→ **EXERCISE OBJECTIVE**
Turn the material below, from its first line through the line containing "[[0, 158, 624, 204]]", into a JSON list of strings with one string per line, leaving out blank lines.

[Begin MATERIAL FOR THIS TASK]

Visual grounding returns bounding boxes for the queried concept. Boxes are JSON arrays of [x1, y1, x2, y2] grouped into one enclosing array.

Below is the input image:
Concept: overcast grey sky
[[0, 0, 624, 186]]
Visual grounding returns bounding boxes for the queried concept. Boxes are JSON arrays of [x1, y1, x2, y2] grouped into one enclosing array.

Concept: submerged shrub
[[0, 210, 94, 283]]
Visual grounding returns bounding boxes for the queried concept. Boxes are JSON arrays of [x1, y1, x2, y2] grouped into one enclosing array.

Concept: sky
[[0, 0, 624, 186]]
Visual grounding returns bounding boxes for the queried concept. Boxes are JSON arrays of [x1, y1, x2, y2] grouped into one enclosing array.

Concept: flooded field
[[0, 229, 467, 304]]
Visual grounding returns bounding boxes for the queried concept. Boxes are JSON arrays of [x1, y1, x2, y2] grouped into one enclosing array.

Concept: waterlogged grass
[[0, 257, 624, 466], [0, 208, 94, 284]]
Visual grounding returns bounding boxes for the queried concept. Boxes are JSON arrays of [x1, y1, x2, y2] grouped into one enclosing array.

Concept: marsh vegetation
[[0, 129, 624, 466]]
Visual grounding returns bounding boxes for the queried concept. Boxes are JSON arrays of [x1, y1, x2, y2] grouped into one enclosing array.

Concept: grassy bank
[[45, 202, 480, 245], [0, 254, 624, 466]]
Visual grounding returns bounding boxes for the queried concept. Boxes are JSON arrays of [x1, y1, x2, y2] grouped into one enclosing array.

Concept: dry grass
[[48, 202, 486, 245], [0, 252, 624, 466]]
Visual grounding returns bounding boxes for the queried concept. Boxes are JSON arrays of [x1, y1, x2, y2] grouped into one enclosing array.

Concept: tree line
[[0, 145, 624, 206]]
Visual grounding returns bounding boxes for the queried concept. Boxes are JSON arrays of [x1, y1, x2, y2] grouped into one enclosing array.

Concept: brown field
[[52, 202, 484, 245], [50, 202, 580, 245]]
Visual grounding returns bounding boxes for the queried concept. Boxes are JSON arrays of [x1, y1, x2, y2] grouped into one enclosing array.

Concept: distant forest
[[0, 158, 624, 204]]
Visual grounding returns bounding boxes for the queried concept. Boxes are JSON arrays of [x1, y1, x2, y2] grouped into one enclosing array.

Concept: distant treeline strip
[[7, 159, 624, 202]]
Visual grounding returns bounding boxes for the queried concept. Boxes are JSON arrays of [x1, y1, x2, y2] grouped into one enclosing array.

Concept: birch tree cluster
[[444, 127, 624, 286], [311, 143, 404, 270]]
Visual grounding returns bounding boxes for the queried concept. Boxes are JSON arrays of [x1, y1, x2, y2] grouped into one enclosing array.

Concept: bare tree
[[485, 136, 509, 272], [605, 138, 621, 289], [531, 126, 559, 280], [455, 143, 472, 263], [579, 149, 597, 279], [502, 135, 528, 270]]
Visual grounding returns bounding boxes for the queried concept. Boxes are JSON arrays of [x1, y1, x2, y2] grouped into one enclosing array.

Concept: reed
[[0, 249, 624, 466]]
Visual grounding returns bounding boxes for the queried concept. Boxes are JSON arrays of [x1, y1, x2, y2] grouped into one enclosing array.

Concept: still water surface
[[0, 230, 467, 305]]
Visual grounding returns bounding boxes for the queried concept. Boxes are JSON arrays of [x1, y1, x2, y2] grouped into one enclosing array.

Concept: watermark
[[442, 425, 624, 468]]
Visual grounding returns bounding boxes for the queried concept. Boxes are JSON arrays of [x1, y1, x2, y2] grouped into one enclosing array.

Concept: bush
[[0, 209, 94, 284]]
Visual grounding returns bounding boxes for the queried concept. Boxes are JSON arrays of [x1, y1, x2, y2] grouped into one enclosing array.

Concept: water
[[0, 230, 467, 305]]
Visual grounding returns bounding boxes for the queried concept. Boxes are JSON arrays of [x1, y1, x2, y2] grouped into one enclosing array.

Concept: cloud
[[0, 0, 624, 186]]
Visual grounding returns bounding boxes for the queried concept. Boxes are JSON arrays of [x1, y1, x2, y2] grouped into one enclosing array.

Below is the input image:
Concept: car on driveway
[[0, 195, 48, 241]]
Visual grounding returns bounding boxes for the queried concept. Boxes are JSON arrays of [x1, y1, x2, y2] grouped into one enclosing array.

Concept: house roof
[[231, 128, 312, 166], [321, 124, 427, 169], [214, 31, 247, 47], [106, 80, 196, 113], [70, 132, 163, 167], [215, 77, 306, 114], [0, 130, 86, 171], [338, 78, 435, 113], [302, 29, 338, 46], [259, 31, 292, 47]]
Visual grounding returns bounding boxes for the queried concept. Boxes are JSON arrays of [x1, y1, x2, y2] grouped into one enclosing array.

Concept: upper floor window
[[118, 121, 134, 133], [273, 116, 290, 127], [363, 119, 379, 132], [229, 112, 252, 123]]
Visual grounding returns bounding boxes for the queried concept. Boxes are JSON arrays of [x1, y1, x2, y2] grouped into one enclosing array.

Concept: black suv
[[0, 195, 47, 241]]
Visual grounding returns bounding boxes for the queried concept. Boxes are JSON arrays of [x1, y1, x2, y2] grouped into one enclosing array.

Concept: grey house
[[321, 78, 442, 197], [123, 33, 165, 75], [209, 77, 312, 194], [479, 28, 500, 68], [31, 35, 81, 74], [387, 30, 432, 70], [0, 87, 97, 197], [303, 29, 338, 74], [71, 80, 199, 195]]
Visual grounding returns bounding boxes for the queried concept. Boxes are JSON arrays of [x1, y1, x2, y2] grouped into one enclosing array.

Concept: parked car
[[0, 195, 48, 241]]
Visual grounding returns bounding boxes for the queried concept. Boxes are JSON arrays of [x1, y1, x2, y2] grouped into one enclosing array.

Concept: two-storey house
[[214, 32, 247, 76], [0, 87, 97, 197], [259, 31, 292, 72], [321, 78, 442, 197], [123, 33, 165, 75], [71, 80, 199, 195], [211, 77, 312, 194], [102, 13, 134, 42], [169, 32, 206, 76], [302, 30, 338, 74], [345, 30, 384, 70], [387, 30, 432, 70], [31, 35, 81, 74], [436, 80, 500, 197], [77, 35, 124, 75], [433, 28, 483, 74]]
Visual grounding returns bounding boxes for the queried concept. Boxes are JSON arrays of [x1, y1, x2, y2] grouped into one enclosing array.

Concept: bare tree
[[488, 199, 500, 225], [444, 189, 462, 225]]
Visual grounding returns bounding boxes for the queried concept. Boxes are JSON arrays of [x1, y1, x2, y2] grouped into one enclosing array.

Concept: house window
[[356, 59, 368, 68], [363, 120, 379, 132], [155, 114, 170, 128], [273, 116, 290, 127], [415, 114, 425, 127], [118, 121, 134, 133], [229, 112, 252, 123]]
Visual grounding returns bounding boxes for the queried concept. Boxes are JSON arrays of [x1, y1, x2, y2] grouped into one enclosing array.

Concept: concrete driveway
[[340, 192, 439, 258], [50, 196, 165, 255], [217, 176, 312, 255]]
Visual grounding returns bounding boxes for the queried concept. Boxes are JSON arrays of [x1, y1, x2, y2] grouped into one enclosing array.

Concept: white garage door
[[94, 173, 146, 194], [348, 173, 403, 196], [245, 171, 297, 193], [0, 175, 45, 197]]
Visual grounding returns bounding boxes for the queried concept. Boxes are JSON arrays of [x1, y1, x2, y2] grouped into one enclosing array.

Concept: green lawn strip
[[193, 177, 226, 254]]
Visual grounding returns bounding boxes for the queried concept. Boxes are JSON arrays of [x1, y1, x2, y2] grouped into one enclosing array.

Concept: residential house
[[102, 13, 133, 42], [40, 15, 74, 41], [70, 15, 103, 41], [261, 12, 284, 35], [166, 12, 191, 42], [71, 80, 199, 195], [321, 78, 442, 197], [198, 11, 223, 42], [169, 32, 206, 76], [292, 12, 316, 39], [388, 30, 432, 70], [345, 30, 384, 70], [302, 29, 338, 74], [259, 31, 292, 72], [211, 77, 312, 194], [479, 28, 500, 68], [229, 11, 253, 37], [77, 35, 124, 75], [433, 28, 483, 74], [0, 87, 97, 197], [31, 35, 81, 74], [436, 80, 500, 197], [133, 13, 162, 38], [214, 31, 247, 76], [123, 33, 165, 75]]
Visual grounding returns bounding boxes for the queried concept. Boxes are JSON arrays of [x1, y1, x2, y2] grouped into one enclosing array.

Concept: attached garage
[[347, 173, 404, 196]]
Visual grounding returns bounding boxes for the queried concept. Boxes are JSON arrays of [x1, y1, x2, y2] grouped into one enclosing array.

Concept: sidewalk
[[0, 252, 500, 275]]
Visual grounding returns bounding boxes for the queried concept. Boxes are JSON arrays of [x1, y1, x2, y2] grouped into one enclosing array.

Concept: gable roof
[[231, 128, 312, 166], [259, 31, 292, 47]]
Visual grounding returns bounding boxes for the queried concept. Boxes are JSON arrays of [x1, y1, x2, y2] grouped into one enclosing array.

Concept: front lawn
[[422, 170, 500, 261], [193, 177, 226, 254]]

[End MATERIAL FOR THIS TASK]

→ **RESULT BELOW**
[
  "Visual grounding returns bounding boxes for the queried concept. Boxes are JSON arrays of [x1, y1, x2, y2] grouped into one enclosing array.",
  "Below is the input image:",
  "Concept: overcast grey sky",
  "[[0, 0, 624, 186]]",
  "Visual grounding returns bounding boxes for the queried concept. Boxes are JSON arrays of [x1, y1, x2, y2] grouped into one enclosing array.",
  "Concept: submerged shrub",
  "[[0, 210, 94, 283]]",
  "Visual grounding returns bounding boxes for the queried concept. Boxes are JSON arrays of [x1, y1, x2, y2] grouped into one enclosing array.",
  "Concept: sky",
  "[[0, 0, 624, 186]]",
  "Visual grounding returns bounding boxes for the queried concept. Boxes are JSON arrays of [x1, y1, x2, y2] grouped into one enclosing array.",
  "Concept: flooded field",
  "[[0, 229, 467, 304]]",
  "Visual grounding returns bounding boxes for the queried concept. Boxes are JSON arrays of [x1, y1, x2, y2] grouped into one enclosing array.",
  "Concept: waterlogged grass",
  "[[0, 257, 624, 466], [0, 208, 94, 284]]",
  "Visual grounding returns bounding boxes for the queried concept. Boxes are JSON arrays of [x1, y1, x2, y2] grouped into one enclosing array.",
  "Concept: marsh vegetation",
  "[[0, 129, 624, 466]]",
  "Visual grounding returns bounding boxes for the queried concept. Boxes are JSON arrays of [x1, y1, x2, y2] grouped into one enclosing array.",
  "Concept: grassy bank",
  "[[45, 202, 480, 245], [0, 254, 624, 466]]",
  "Visual grounding returns bounding boxes for the queried concept. Boxes are JSON arrays of [x1, y1, x2, y2] grouped into one enclosing array.",
  "Concept: dry grass",
  "[[48, 202, 486, 245], [0, 252, 624, 466]]",
  "Visual grounding returns bounding boxes for the queried concept. Boxes are JSON arrays of [x1, y1, x2, y2] grouped into one enclosing array.",
  "Concept: tree line",
  "[[0, 145, 624, 206]]",
  "Visual grounding returns bounding boxes for the queried concept. Boxes are JSON arrays of [x1, y1, x2, y2] grouped into one enclosing array.",
  "Concept: brown field",
  "[[52, 202, 484, 245], [50, 202, 580, 245]]",
  "Visual grounding returns bounding boxes for the queried concept. Boxes are JSON arrays of [x1, y1, x2, y2] grouped into one enclosing array.",
  "Concept: distant forest",
  "[[0, 158, 624, 204]]"
]